> _Task description_
Restate the following data in its entirety, word for word and without images.

> _Data under study_
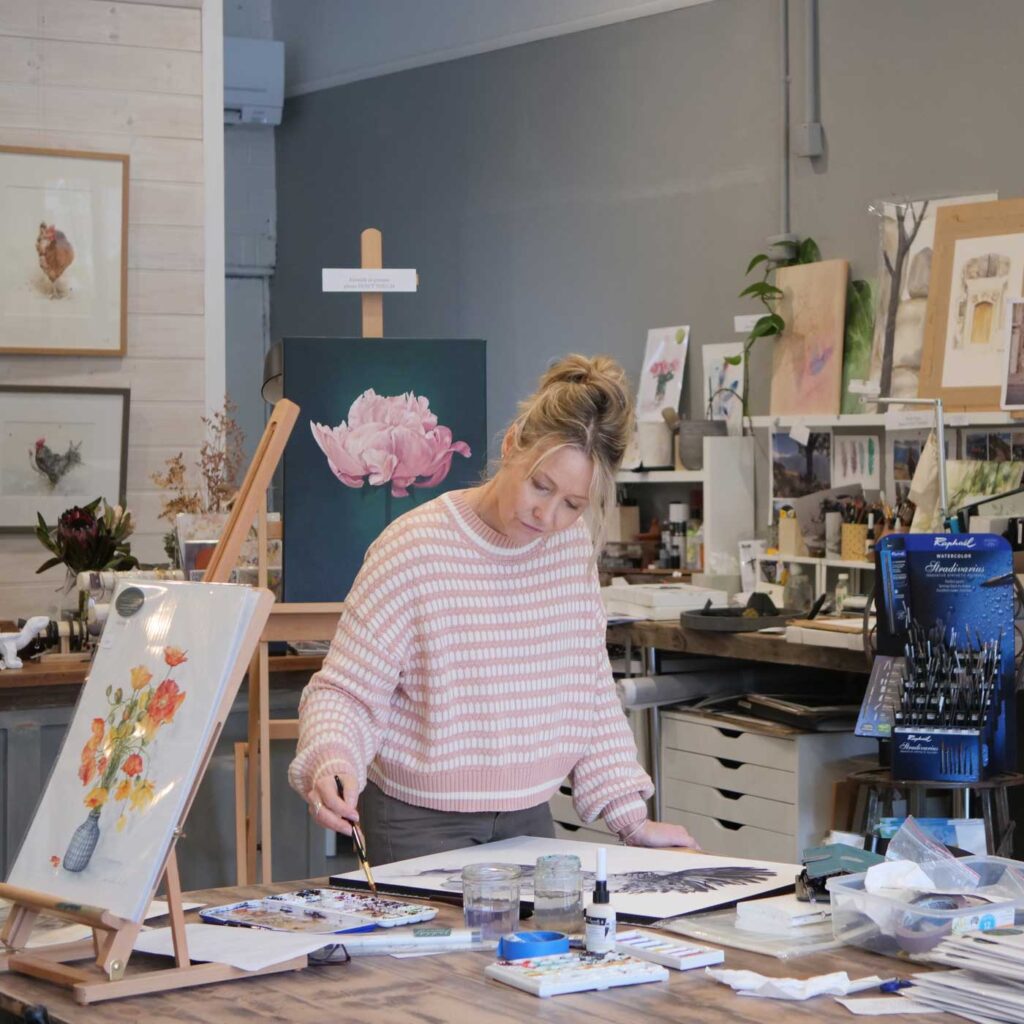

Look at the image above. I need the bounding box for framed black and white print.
[0,385,129,531]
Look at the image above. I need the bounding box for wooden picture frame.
[0,385,129,532]
[919,198,1024,411]
[0,145,128,356]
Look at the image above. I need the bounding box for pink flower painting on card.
[648,359,680,404]
[310,390,472,498]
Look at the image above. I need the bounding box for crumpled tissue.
[705,968,885,1000]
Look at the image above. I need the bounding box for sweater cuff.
[287,744,357,799]
[601,793,649,839]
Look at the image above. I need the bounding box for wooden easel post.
[238,227,408,885]
[361,227,384,338]
[0,401,302,1004]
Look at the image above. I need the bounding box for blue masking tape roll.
[497,931,569,961]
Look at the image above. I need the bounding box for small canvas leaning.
[7,580,274,924]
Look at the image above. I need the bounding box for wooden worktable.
[607,620,871,674]
[0,879,945,1023]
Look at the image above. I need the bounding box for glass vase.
[63,807,101,872]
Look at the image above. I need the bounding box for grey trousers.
[359,781,555,864]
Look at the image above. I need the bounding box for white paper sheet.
[835,996,942,1015]
[134,922,324,972]
[334,836,801,922]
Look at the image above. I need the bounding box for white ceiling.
[272,0,714,97]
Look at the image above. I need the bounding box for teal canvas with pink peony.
[282,338,487,602]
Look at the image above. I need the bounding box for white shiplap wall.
[0,0,209,620]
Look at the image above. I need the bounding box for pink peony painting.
[311,389,472,498]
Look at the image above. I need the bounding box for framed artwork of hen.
[0,146,128,356]
[0,385,129,531]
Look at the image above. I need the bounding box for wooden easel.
[236,228,400,884]
[0,401,301,1004]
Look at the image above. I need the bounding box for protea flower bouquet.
[36,498,138,578]
[311,389,471,520]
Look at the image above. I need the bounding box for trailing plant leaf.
[797,238,822,264]
[739,281,784,300]
[745,253,770,274]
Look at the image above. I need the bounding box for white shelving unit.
[614,434,754,579]
[755,552,874,596]
[749,411,1023,430]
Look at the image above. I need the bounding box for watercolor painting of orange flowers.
[64,645,188,871]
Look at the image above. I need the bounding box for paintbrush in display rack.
[893,614,1001,732]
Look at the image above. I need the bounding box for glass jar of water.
[532,854,583,934]
[461,863,521,939]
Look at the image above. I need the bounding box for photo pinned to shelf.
[833,435,880,490]
[637,325,689,422]
[919,198,1024,410]
[770,428,832,523]
[0,385,128,531]
[0,145,128,355]
[885,429,945,504]
[702,342,744,435]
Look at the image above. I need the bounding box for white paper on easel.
[6,581,272,923]
[322,268,417,292]
[134,922,325,971]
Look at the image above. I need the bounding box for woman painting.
[289,354,697,861]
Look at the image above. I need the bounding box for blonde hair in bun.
[504,353,633,548]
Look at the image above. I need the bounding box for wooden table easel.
[236,228,408,885]
[0,401,300,1004]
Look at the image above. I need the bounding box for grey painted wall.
[272,0,779,444]
[271,0,1023,450]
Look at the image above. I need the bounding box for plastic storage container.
[827,855,1024,956]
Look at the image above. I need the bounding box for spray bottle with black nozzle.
[584,846,616,954]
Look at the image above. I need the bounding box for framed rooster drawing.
[0,146,128,355]
[0,385,129,531]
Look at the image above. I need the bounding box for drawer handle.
[559,785,572,796]
[716,758,742,770]
[716,819,743,831]
[717,789,742,801]
[716,727,742,739]
[558,821,580,832]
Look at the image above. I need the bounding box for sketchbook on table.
[332,836,800,922]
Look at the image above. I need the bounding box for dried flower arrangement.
[150,399,245,563]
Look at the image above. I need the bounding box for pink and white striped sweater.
[288,489,653,839]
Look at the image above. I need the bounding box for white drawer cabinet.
[661,709,875,862]
[549,786,614,845]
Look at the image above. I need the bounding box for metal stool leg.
[981,789,996,855]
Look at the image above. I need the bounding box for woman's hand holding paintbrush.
[305,773,377,892]
[306,771,361,835]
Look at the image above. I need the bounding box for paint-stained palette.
[201,888,438,934]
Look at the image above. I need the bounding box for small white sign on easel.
[322,268,417,292]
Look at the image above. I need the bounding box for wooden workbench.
[0,879,944,1023]
[607,620,871,675]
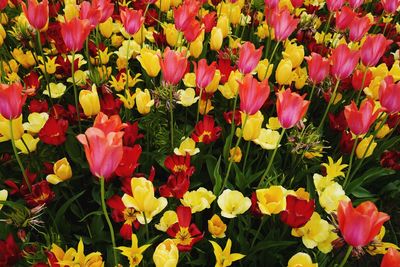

> _The completed task_
Look at the image above. I need the bounding box for framed black and white print.
[0,385,129,531]
Look at the image above. I need the bounding box for wooden picture frame.
[0,385,129,532]
[919,198,1024,411]
[0,145,128,356]
Look at the image above. I need the bounding box for pink flower painting on card.
[648,359,680,404]
[310,390,472,498]
Look at the image above. I need the bounding box for crumpled tissue.
[705,968,885,1000]
Look at the image above. I need the bounding box for sweater cuff.
[287,744,357,799]
[601,793,649,839]
Look at the image above. I need the bounding box for wooden easel post.
[238,227,408,885]
[361,227,384,338]
[0,401,302,1004]
Look at the image above. I need the bounding box for blue masking tape roll.
[497,931,569,961]
Look at the image above. I need the bounding box for small canvas leaning.
[7,580,274,924]
Look at the image above. I need the bounding box for wooden worktable.
[607,620,871,674]
[0,879,945,1023]
Look at the image above. I need the bounding box for glass vase.
[63,807,101,872]
Look at the image above. I need the bounding box for grey trousers.
[359,781,555,864]
Look at the image above. I need the bounding box for white paper sheet.
[835,996,942,1015]
[134,922,324,972]
[334,836,801,922]
Look at the image above. I need the bounding box for white ceiling.
[272,0,714,97]
Look at the image above. I need the bounding box for teal canvas with pink peony.
[282,338,487,602]
Look at the image above. I need the bounding box for white shiplap wall.
[0,0,209,620]
Look at the image above. I need the bounding box for pink peony painting.
[311,389,472,498]
Look at the image above. I need the bounding box for framed artwork of hen.
[0,146,128,356]
[0,385,129,531]
Look at the image above. I need the bounding box for wooden easel.
[236,228,400,884]
[0,401,301,1004]
Look at the image above. I need the bounding box for protea flower bouquet.
[36,498,138,578]
[311,389,471,520]
Look at the image above. I need the bounding box for trailing plant leaf.
[797,238,822,264]
[739,281,784,300]
[745,253,770,274]
Look at the image above. I need the bounding box for white shelving unit.
[614,434,754,579]
[755,552,874,596]
[749,411,1023,430]
Look at the image above. I need the bounding box for watercolor painting of orange flowers.
[64,645,188,871]
Look at the image above. I need the bounding box for paintbrush in display rack.
[893,614,1001,732]
Look at the image above. I need the bounding box for glass jar of water.
[532,854,583,934]
[461,863,521,939]
Look at the image above. I need the bounding box for photo pinned to shelf.
[833,435,880,490]
[637,325,689,422]
[919,198,1024,410]
[770,428,832,523]
[0,385,128,531]
[0,145,128,355]
[885,429,945,504]
[702,342,744,435]
Look at the image above. I need the bounding box for white paper on easel.
[6,581,272,923]
[322,268,417,292]
[134,922,325,971]
Look at the image above. I need the bounding box for woman painting.
[289,354,697,861]
Look at the image above. I need the bounding box for blonde hair in bun.
[504,353,633,548]
Look at the image above. I need the bounding box for wooden table easel.
[236,228,408,885]
[0,401,300,1004]
Look at the image above. I need the bounding box for grey painted wall.
[272,0,779,444]
[271,0,1023,450]
Look at the image above. I need the bounding box for plastic storage container.
[827,855,1024,956]
Look at the image above. I need the bounding box for spray bottle with black nozzle.
[584,846,616,954]
Look at the image above. I need the bounding box for framed rooster drawing.
[0,146,128,355]
[0,385,129,531]
Look at the image above. I need the bounding box for drawer handle.
[559,785,572,796]
[716,758,742,770]
[716,819,743,831]
[717,789,742,801]
[716,727,742,739]
[558,821,580,832]
Look at the image above. I need the bounding box for sketchbook on table.
[332,836,800,922]
Look at the image above. I need the bounding box for dried flower arrangement.
[150,399,245,563]
Look at the image above. I need the bounding box for pink and white striped sweater.
[288,489,653,839]
Look at the image above. I need the bounding box for white drawer cabinet.
[661,709,875,862]
[549,786,614,845]
Look at the image above. I need the bounding box for metal stool leg.
[981,789,996,855]
Look at the image above. I need the bounding box for woman's hand holding paintbrush.
[305,773,377,892]
[306,771,361,835]
Look at the image above. I need the bounding box for paint-stained palette.
[201,888,438,934]
Look at the image above. I need the bounding box for small white sign on easel.
[322,268,417,292]
Look at the image above. I need the bounding box for wooden workbench.
[0,879,944,1023]
[607,620,871,675]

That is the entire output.